Brief 1:
Decide whether each statement below agrees with the AI safety proposal. For each, answer yes or no and quote the words from the proposal that settle it.
(a) The author trusts AI research labs to get AI models to care about humanity on the first attempt.
(b) The author calls the method a rough outline of a solution.
(c) In the most extreme hard-takeoff cases, the self-improvement phase is said to last for days.

Source extract:

◇ ◇ ◇ ◇ ◇ ◇ ◇

AI Safety proposal - Influencing the superintelligence explosion

post by Morgan · 2024-05-22T23:31:16.487Z · LW · GW · 2 comments


  Takeoff sequence
    Creating a value proposition
    Gaining leverage
    Reaching superintelligence
  Architecture sketch
    Monitoring humanity's vitals
    Making moral judgements

To preface, my expectation is that by default, an AI research lab will create super-intelligent AI within the next few years. Also by default, I expect it to quickly eradicate all of humanity. I would prefer if that didn't happen. I think the initiative to pause development to buy time is noble, but we still need a real solution. I do not expect that we will discover in time how to get AI models to actually care about humanity. Even if it were achievable, I would not trust AI research labs to get it right on the first shot.

I have been thinking about another method by which we might be able to survive superintelligence. This is best viewed as a rough outline of a solution. I am not at all confident it would work, but it seems to me like it could work in principle. I am very interested in feedback. 

According to endosymbiotic theory, a eukaryotic cell engulfed a proto-mitochondria, but the mitochondria was useful to the cell, so the cell didn't eat it and instead formed a symbiotic relationship with it. I think we may have a chance to survive superintelligence if we follow a similar path.

The first section describes a logical progression of events that could happen during takeoff, and how we might be able to influence an AI during this window. The second section provides a sketch of an architecture for a system that could exert this influence. The third section describes how we might go about building the system in practice.

Takeoff sequence

Consider the typical hard-takeoff scenario, where an AI is just about to go into a supercritical self-improvement phase. In the most extreme hypothetical cases, this phase is very short (hours, minutes, seconds). This precludes humans from being in-the-loop. In this case, the AI's actions are dictated by the state of the world at that point in time.

◇ ◇ ◇ ◇ ◇ ◇ ◇

Data:
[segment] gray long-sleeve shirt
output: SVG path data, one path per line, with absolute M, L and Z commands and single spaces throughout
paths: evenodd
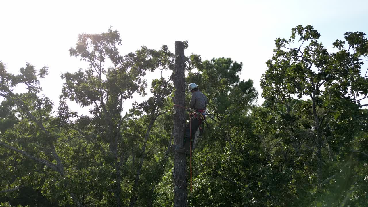
M 189 108 L 198 109 L 206 110 L 206 106 L 208 99 L 204 94 L 199 91 L 194 91 L 192 94 L 192 99 L 189 102 Z

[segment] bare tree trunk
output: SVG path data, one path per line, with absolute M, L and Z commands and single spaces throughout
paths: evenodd
M 319 129 L 320 123 L 317 114 L 316 106 L 315 95 L 312 99 L 312 108 L 313 116 L 314 118 L 315 127 L 317 131 L 317 183 L 319 185 L 322 183 L 322 154 L 321 150 L 323 144 L 322 135 Z M 322 120 L 321 120 L 322 121 Z
M 175 68 L 173 81 L 175 88 L 174 104 L 184 106 L 185 104 L 185 80 L 184 74 L 184 43 L 175 42 Z M 174 144 L 177 149 L 183 147 L 185 126 L 185 110 L 174 107 Z M 174 206 L 187 207 L 186 155 L 176 151 L 174 158 Z

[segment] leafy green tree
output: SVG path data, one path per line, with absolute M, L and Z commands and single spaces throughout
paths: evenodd
M 365 142 L 366 136 L 366 110 L 361 108 L 367 104 L 360 104 L 368 97 L 368 79 L 361 75 L 361 66 L 368 60 L 365 35 L 347 32 L 344 41 L 336 40 L 333 44 L 337 52 L 329 53 L 312 26 L 298 25 L 291 29 L 288 40 L 276 39 L 273 56 L 266 62 L 267 70 L 261 81 L 264 105 L 274 113 L 281 109 L 282 113 L 276 114 L 283 122 L 277 128 L 269 127 L 276 134 L 283 134 L 282 144 L 294 143 L 293 147 L 289 145 L 289 150 L 293 156 L 297 155 L 297 162 L 304 162 L 304 172 L 308 172 L 310 185 L 314 186 L 310 193 L 322 191 L 329 194 L 335 189 L 330 199 L 321 196 L 319 200 L 311 199 L 309 204 L 331 204 L 337 201 L 343 205 L 347 198 L 357 192 L 352 189 L 361 185 L 364 179 L 358 175 L 365 168 L 356 168 L 362 166 L 362 156 L 366 154 L 357 144 Z M 294 103 L 294 97 L 303 97 L 310 100 Z M 269 141 L 274 143 L 277 139 Z M 309 151 L 308 156 L 301 156 L 305 155 L 300 153 L 306 150 Z M 362 154 L 357 154 L 360 153 Z M 347 170 L 350 168 L 357 170 Z M 352 176 L 356 179 L 347 178 Z M 340 182 L 333 180 L 336 184 L 332 185 L 337 176 Z M 363 194 L 355 196 L 361 198 Z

◇ ◇ ◇ ◇ ◇ ◇ ◇

Brief 2: Output the lines of the listing from the line containing "[segment] bare tree trunk" through the line containing "M 175 68 L 173", inclusive, as a numbered list with blank lines left out.

Written response 1:
(a) No: "Even if it were achievable, I would not trust AI research labs to get it right on the first shot."
(b) Yes: "This is best viewed as a rough outline of a solution."
(c) No: "In the most extreme hypothetical cases, this phase is very short (hours, minutes, seconds)."

Written response 2:
1. [segment] bare tree trunk
2. output: SVG path data, one path per line, with absolute M, L and Z commands and single spaces throughout
3. paths: evenodd
4. M 319 129 L 320 123 L 317 114 L 316 106 L 315 95 L 312 99 L 312 108 L 313 116 L 314 118 L 315 127 L 317 131 L 317 183 L 319 185 L 322 183 L 322 154 L 321 150 L 323 144 L 322 135 Z M 322 120 L 321 120 L 322 121 Z
5. M 175 68 L 173 81 L 175 88 L 174 104 L 184 106 L 185 104 L 185 80 L 184 74 L 184 43 L 175 42 Z M 174 144 L 177 149 L 183 147 L 185 126 L 185 110 L 174 107 Z M 174 206 L 187 207 L 186 155 L 176 151 L 174 158 Z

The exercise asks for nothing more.